**What the exercise asks:** Return, word for word, the records from the line with "According to the caption, the electricity" through the last line of the records.

**Records shown:**
* START *

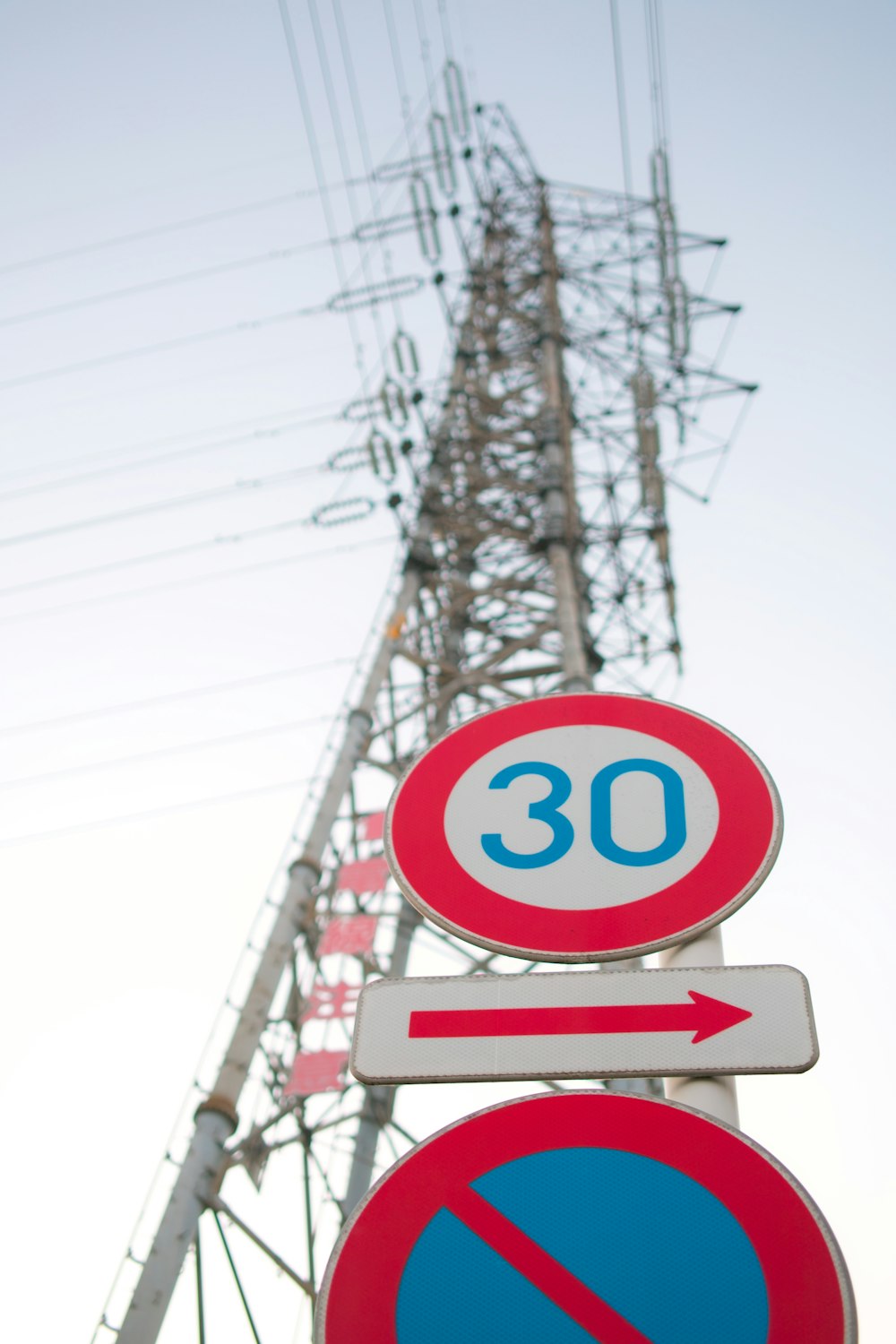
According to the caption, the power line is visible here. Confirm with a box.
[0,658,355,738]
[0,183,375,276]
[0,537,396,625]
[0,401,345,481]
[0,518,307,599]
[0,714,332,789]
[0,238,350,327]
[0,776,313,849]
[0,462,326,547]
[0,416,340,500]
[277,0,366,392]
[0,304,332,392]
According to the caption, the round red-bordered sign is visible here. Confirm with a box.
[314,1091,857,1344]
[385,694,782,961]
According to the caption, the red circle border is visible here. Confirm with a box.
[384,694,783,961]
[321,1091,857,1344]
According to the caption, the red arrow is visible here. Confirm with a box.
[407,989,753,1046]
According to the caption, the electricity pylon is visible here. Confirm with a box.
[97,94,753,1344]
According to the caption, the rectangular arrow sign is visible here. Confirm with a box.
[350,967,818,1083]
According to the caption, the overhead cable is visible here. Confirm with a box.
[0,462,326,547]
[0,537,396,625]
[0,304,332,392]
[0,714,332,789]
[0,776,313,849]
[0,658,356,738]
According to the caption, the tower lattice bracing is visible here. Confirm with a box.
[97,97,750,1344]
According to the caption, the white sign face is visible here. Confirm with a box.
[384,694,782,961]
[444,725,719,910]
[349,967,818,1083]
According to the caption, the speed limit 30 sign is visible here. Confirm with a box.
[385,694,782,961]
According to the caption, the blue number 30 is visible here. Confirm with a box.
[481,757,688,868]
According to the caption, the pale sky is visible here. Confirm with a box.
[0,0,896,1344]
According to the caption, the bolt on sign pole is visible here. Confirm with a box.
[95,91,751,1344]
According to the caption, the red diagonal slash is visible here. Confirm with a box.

* END *

**The answer:**
According to the caption, the electricity pylon is visible here. Confirm with a box.
[97,94,753,1344]
According to the caption, the rectangular arrow sign is visible here. Confirm with a box.
[350,967,818,1083]
According to the caption, the overhead cable is visible here. Confirm with a box.
[0,462,326,547]
[0,537,396,625]
[0,304,332,392]
[0,714,332,789]
[0,776,313,849]
[0,658,356,738]
According to the caption, the tower lattice bracing is visible here. Confirm with a box.
[97,97,750,1344]
According to the caption, the white sign face is visible here. Confirm with a box.
[384,694,782,961]
[444,725,719,910]
[349,967,818,1083]
According to the caption, the speed limit 30 sign is visible here. Confirm with a box.
[385,694,782,961]
According to the caption, the blue number 30 is visible here. Confirm with a box.
[481,757,688,868]
According to the caption, the pale sky is visible here. Confirm with a box.
[0,0,896,1344]
According to the caption, the bolt on sign pole is visible here. Confirm with a box.
[95,91,751,1344]
According to the caption, the red diagonal slash is visible here. Confirm with a box.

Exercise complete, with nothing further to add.